- **STATED TASK**
Can the data below be echoed back word for word?

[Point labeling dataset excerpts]

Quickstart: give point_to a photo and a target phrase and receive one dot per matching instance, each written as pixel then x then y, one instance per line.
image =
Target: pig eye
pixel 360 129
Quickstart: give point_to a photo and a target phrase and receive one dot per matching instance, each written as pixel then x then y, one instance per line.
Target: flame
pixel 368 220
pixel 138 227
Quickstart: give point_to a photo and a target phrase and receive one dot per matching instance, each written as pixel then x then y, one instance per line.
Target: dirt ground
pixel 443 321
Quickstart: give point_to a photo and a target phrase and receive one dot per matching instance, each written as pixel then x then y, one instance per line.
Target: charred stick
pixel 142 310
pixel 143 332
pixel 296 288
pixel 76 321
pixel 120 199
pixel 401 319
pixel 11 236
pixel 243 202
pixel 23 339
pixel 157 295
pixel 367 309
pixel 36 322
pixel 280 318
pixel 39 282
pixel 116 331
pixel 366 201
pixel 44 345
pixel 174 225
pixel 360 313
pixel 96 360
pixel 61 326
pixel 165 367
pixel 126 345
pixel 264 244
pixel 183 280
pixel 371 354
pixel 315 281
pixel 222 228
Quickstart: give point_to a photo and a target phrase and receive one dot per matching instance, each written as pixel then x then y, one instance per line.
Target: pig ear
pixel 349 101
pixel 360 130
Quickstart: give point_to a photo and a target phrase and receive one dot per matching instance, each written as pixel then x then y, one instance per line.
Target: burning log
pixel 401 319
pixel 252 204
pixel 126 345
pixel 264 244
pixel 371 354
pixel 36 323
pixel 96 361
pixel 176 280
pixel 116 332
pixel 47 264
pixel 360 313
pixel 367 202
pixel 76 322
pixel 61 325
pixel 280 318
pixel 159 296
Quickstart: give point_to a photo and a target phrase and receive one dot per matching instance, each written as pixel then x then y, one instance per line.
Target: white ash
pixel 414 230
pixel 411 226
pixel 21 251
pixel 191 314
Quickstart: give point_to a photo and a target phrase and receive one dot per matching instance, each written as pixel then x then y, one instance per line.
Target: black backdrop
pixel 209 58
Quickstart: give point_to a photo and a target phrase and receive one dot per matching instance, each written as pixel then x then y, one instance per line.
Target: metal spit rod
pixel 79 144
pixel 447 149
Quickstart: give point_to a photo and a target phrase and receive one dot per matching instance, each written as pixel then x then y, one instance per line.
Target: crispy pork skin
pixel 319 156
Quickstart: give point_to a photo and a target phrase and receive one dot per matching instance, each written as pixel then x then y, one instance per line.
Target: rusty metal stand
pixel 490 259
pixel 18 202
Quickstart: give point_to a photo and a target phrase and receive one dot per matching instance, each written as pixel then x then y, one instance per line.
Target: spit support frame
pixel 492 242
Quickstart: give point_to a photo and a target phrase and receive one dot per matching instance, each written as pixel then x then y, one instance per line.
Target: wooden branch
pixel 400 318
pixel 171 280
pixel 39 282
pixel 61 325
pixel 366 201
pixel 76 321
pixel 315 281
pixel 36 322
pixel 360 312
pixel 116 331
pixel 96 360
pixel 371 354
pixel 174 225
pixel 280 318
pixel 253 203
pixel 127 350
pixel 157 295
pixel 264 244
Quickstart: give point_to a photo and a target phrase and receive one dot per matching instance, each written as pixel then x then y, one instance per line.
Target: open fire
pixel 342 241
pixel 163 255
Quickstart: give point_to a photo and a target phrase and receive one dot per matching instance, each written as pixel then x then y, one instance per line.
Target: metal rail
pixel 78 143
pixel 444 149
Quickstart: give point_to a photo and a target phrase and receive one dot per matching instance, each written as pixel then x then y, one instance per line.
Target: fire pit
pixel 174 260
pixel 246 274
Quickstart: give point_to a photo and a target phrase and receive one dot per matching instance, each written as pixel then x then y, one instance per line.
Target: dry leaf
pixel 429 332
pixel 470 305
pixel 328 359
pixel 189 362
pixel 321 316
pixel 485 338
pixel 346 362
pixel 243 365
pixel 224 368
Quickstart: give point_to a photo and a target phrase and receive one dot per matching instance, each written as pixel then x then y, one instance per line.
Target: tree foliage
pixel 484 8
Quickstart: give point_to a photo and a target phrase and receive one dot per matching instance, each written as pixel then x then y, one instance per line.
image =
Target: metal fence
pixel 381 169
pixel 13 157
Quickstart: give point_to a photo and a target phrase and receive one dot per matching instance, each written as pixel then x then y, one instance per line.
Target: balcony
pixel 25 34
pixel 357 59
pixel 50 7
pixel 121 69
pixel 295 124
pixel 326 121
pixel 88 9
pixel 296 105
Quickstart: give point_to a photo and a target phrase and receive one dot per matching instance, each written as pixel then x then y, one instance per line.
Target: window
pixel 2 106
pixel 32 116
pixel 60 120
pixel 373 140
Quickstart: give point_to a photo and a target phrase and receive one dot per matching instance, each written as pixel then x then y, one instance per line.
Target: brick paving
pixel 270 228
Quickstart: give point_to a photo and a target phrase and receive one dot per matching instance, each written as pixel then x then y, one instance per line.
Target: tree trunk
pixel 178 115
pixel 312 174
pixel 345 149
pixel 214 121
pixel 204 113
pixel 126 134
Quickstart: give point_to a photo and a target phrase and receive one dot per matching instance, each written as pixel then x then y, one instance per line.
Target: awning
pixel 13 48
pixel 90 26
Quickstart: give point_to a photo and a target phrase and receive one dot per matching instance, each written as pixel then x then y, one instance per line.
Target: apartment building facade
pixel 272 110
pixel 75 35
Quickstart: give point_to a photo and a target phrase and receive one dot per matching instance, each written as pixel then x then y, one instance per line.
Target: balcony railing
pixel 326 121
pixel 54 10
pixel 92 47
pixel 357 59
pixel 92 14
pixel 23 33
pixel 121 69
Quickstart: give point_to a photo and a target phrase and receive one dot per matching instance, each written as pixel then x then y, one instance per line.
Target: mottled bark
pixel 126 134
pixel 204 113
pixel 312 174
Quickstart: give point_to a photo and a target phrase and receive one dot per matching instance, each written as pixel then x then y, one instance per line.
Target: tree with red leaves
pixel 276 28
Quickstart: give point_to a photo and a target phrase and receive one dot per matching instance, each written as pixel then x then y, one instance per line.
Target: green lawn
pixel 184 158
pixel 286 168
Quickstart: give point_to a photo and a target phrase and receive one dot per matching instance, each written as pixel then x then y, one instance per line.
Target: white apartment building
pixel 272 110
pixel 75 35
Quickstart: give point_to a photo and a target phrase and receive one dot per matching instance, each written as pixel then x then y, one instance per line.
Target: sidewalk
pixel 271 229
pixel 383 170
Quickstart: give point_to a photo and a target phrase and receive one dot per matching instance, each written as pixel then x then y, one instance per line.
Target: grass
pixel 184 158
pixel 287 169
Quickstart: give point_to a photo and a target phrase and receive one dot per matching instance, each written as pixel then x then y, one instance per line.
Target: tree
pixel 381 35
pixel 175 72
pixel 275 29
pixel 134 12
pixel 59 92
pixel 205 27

- **ANSWER TO THIS PROBLEM**
Quickstart: give point_to a photo and a target phrase and receive one dot per matching instance, each written as pixel then x then y, one instance per line.
image =
Target: pig eye
pixel 360 129
Quickstart: give point_to a photo and a target phrase and receive one dot per matching instance, each written as pixel then x then y, one instance per line.
Target: flame
pixel 368 220
pixel 138 227
Quickstart: give point_to a photo and a target phrase and receive one dot per matching instance, each written as pixel then x then y, one instance per line.
Target: dirt ground
pixel 443 321
Quickstart: give point_to a photo and a target phrase and receive one dot per matching instance, each written as pixel then x then y, one instance per line.
Target: charred stick
pixel 142 310
pixel 143 332
pixel 296 288
pixel 76 321
pixel 120 199
pixel 401 319
pixel 11 236
pixel 243 202
pixel 23 339
pixel 157 295
pixel 367 309
pixel 36 322
pixel 280 318
pixel 39 282
pixel 116 331
pixel 366 201
pixel 44 345
pixel 174 225
pixel 360 313
pixel 96 360
pixel 61 326
pixel 165 367
pixel 126 345
pixel 264 244
pixel 183 280
pixel 371 354
pixel 315 281
pixel 222 228
Quickstart: give point_to a photo and a target phrase and receive one dot per matching instance, each written as pixel then x then y, one instance per line.
Target: pig ear
pixel 349 101
pixel 360 130
Quickstart: give point_to a photo and a target phrase and receive one dot per matching instance, each written as pixel then x then y, one instance per line.
Target: burning log
pixel 401 319
pixel 252 204
pixel 126 345
pixel 264 244
pixel 371 354
pixel 36 323
pixel 96 361
pixel 176 280
pixel 116 332
pixel 47 264
pixel 360 313
pixel 367 202
pixel 76 322
pixel 61 325
pixel 280 318
pixel 159 296
Quickstart: give point_to a photo and a target phrase and receive one dot per matching instance, each written as pixel then x then y, one instance per line.
Target: white ash
pixel 414 230
pixel 411 226
pixel 21 251
pixel 191 314
Quickstart: give point_to a photo and a target phrase and receive one dot per matching instance, each written as pixel then x then y, one instance per line.
Target: black backdrop
pixel 209 58
Quickstart: give point_to a photo and a target phrase and receive one dot per matching instance, each written as pixel then x then y, one instance per line.
Target: metal spit rod
pixel 79 144
pixel 447 149
Quickstart: give point_to a photo and a target phrase and receive one dot per matching instance, each written as pixel then x then y, one instance per line.
Target: crispy pork skin
pixel 319 156
Quickstart: give point_to a photo and a target phrase and receive one dot per matching instance, each written as pixel then x then y, one instance per line.
Target: rusty metal stand
pixel 490 259
pixel 18 202
Quickstart: give point_to a photo and a target phrase and receive one dot per matching instance, each written as pixel then x then y, one instance per line.
Target: spit support frame
pixel 492 242
Quickstart: give point_to a photo and a target phrase and receive one dot per matching instance, each written as pixel then x then y, one instance per line.
Target: wooden branch
pixel 400 318
pixel 171 280
pixel 39 282
pixel 61 325
pixel 366 201
pixel 76 321
pixel 315 281
pixel 36 322
pixel 360 312
pixel 116 331
pixel 96 360
pixel 371 354
pixel 174 225
pixel 280 318
pixel 253 203
pixel 127 350
pixel 157 295
pixel 264 244
Quickstart: give point_to a photo and a target phrase and receive one dot per matching instance, each written as pixel then x then y, one instance per line.
Target: open fire
pixel 342 241
pixel 163 255
Quickstart: give point_to a photo and a target phrase and receive one dot per matching instance, each written as pixel then x then y, one instance per line.
Target: metal rail
pixel 78 143
pixel 444 149
Quickstart: give point_to a photo and a target phrase and receive one dot per matching instance, each written as pixel then x then y, one instance per line.
Target: fire pit
pixel 174 260
pixel 246 274
Quickstart: give point_to a photo and a target phrase and receive one dot per matching instance, each written as pixel then x then y, one instance per line.
Target: dry leaf
pixel 429 332
pixel 470 305
pixel 328 359
pixel 189 362
pixel 321 316
pixel 485 338
pixel 346 362
pixel 243 365
pixel 224 368
Quickstart: give point_to a photo and a target phrase and receive one dot per matching instance, each written as pixel then x then y, one instance per line.
Target: tree foliage
pixel 484 8
Quickstart: give point_to a photo and a target phrase and receive one dot per matching instance, each written as pixel then x then y, one instance per line.
image =
Target: metal fence
pixel 381 169
pixel 13 157
Quickstart: give point_to a photo and a target phrase and receive one dot per matching instance, each written as pixel then x then y, one instance per line.
Target: balcony
pixel 25 34
pixel 357 59
pixel 50 7
pixel 121 69
pixel 295 124
pixel 326 121
pixel 88 9
pixel 296 105
Quickstart: give point_to a photo and a target phrase and receive one dot per matching instance, each written as pixel then x then y, one instance per line.
Target: window
pixel 2 106
pixel 32 116
pixel 60 120
pixel 373 140
Quickstart: give point_to a photo and a target phrase and receive one dot per matching instance, each written as pixel then x then y, one instance per line.
Target: brick paving
pixel 270 228
Quickstart: give point_to a photo and a target phrase and receive one dot per matching instance, each written as pixel then x then y, one instance per line.
Target: tree trunk
pixel 178 115
pixel 312 174
pixel 345 149
pixel 214 121
pixel 204 113
pixel 126 134
Quickstart: give point_to a photo and a target phrase and receive one dot per matching instance, each written as pixel then x then y, one instance per line.
Target: awning
pixel 13 48
pixel 90 26
Quickstart: give point_to a photo and a target phrase and receive one dot per matching instance, each written as pixel then x then y, one instance per line.
Target: apartment building facade
pixel 272 110
pixel 75 35
Quickstart: give point_to a photo and a target phrase and receive one dot per matching instance, each written as pixel then x then y, one instance per line.
Target: balcony railing
pixel 326 121
pixel 54 10
pixel 92 47
pixel 357 59
pixel 92 14
pixel 23 33
pixel 121 69
Quickstart: give point_to a photo and a target phrase and receive one dot per matching instance, each written as pixel then x then y, one instance per line.
Target: mottled bark
pixel 126 134
pixel 204 113
pixel 312 174
Quickstart: give point_to a photo and a target phrase and receive one dot per matching instance, each written as pixel then x then y, one instance per line.
Target: tree with red leaves
pixel 276 28
Quickstart: give point_to a photo and a target phrase and receive one dot per matching instance, each written as pixel then x then y, one instance per line.
Target: green lawn
pixel 184 158
pixel 286 168
Quickstart: give point_to a photo and a target phrase and receive one dot per matching instance, each written as pixel then x then y, one instance per line.
Target: white apartment building
pixel 272 110
pixel 75 35
Quickstart: give point_to a photo and a target phrase and receive one dot per matching instance, each written as pixel then x then y, one instance per line.
Target: sidewalk
pixel 271 229
pixel 383 170
Quickstart: give point_to a photo and a target phrase and receive one dot per matching instance, each written as pixel then x then y, one instance per line.
Target: grass
pixel 184 158
pixel 287 169
Quickstart: give point_to a photo and a target phrase and receive one dot per matching instance, each written as pixel then x then y, one instance per line.
Target: tree
pixel 381 35
pixel 175 72
pixel 275 29
pixel 134 12
pixel 59 92
pixel 205 27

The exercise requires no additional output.